━━━ Stored data ━━━

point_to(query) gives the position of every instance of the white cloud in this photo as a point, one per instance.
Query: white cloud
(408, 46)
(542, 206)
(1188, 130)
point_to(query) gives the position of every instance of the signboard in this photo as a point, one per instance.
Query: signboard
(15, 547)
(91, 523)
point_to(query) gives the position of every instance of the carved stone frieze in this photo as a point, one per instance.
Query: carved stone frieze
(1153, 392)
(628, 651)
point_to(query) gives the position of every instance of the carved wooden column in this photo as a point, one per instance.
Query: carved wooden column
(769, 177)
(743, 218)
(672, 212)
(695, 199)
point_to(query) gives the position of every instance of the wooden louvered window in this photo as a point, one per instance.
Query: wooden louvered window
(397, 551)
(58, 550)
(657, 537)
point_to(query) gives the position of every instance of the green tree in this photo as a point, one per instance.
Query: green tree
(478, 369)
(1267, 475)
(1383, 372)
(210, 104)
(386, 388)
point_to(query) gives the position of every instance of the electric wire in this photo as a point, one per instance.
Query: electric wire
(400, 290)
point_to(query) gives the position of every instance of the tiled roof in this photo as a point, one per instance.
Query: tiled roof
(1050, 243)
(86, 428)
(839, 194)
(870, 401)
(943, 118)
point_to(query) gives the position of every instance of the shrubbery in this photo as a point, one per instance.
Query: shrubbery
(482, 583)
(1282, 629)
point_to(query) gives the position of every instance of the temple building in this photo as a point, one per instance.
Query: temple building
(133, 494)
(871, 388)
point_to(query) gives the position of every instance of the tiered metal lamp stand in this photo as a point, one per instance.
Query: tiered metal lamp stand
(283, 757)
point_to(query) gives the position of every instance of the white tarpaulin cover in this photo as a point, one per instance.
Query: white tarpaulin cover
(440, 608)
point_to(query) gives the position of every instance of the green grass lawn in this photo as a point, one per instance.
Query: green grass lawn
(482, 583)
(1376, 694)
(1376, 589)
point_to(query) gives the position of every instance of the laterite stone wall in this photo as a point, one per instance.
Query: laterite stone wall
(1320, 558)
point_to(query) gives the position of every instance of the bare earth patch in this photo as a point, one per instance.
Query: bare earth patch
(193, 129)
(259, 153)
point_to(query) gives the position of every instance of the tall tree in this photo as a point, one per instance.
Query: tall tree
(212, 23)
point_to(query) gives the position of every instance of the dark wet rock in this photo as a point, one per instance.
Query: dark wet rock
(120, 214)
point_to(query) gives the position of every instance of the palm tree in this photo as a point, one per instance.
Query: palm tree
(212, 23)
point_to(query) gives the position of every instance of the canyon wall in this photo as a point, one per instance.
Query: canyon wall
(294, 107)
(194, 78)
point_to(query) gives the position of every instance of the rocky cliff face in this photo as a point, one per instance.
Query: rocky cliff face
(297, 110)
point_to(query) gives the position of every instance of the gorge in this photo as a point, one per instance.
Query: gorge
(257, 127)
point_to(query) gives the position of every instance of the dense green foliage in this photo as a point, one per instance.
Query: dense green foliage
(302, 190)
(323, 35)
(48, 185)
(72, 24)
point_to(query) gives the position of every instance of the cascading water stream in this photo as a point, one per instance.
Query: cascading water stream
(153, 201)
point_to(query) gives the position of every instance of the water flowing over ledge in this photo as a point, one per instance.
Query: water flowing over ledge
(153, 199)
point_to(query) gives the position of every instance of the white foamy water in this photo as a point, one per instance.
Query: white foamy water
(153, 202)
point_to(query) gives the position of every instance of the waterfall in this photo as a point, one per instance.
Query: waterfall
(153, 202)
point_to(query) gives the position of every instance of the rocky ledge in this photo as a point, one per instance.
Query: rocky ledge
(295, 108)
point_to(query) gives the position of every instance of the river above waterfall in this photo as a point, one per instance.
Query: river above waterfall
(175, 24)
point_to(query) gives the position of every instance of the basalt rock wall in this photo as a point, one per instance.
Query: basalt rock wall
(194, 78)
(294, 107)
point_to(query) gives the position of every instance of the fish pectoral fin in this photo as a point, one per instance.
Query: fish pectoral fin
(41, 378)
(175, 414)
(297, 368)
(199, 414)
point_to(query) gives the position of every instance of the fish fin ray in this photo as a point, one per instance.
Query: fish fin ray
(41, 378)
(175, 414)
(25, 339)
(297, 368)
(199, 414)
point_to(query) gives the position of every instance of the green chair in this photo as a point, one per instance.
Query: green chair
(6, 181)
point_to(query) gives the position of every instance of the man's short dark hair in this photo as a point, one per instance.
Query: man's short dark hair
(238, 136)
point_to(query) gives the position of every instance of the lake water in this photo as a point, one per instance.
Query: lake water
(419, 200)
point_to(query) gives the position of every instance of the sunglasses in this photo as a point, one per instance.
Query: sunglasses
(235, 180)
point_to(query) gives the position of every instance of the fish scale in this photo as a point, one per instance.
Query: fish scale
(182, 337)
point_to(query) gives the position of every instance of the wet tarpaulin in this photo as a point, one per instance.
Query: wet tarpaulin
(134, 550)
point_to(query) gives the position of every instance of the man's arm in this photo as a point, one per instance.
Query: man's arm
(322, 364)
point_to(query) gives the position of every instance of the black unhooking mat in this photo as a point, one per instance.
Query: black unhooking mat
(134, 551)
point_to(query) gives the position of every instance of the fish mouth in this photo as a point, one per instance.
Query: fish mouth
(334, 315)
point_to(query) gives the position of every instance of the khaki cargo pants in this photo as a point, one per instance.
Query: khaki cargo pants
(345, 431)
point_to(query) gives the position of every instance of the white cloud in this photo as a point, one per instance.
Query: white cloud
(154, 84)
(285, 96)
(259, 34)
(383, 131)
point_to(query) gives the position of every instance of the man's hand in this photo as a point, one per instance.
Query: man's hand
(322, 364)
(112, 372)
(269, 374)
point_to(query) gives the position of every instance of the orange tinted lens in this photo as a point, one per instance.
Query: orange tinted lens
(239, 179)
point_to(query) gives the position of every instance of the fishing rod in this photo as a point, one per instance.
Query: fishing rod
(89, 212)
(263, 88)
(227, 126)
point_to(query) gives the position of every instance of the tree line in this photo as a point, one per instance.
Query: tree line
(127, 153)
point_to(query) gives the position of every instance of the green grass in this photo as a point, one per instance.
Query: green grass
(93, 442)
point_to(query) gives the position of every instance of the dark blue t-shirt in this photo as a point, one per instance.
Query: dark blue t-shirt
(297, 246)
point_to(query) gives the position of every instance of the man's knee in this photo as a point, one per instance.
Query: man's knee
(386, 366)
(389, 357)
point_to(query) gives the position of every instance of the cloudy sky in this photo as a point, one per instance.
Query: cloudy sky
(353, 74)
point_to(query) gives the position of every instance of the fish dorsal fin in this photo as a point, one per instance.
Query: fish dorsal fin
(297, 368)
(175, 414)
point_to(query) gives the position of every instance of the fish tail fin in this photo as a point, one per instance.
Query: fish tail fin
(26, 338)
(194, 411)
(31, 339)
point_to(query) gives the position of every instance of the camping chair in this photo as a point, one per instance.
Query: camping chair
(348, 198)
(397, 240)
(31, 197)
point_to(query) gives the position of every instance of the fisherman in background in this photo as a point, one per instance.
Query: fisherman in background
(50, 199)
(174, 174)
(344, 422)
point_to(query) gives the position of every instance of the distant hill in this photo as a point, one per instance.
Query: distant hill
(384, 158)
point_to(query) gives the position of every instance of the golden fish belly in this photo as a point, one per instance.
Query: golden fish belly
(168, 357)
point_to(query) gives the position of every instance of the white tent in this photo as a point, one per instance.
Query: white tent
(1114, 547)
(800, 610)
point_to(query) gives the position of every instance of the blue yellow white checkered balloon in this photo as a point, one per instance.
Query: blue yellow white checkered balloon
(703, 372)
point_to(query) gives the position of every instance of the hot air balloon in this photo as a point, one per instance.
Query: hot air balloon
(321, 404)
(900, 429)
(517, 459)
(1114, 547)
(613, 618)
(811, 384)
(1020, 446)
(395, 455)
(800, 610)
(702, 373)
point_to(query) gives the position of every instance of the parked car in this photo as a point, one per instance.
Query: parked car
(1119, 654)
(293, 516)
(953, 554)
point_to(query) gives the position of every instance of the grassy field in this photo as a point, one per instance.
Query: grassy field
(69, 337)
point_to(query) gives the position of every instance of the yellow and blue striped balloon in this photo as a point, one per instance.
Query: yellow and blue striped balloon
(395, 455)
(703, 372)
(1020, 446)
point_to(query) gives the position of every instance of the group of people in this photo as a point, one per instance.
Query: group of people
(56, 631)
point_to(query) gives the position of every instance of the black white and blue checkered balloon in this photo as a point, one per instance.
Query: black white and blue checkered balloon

━━━

**Work to be completed**
Each line from the one containing "of the parked" to the final line of the entries above must be returned exactly, and no other line may appear.

**Task solution**
point_to(query) gives the position of every instance of the parked car in this photo as a point, one per instance.
Query: parked car
(1119, 654)
(293, 516)
(953, 554)
point_to(query) gives the position of every instance of the grassy field in this photo as a point, one per instance.
Query: grassy field
(69, 337)
point_to(query) gives the position of every instance of the yellow and blue striped balloon in this photo as a point, one per instance.
Query: yellow and blue striped balloon
(395, 455)
(703, 372)
(1020, 446)
point_to(query) gives the position of every instance of the group of people in this photo as a point, one per instance.
Query: group of people
(56, 631)
point_to(query) gives the position of every instance of the black white and blue checkered balloon in this photo as a point, one per instance.
Query: black white and blue checkered balloon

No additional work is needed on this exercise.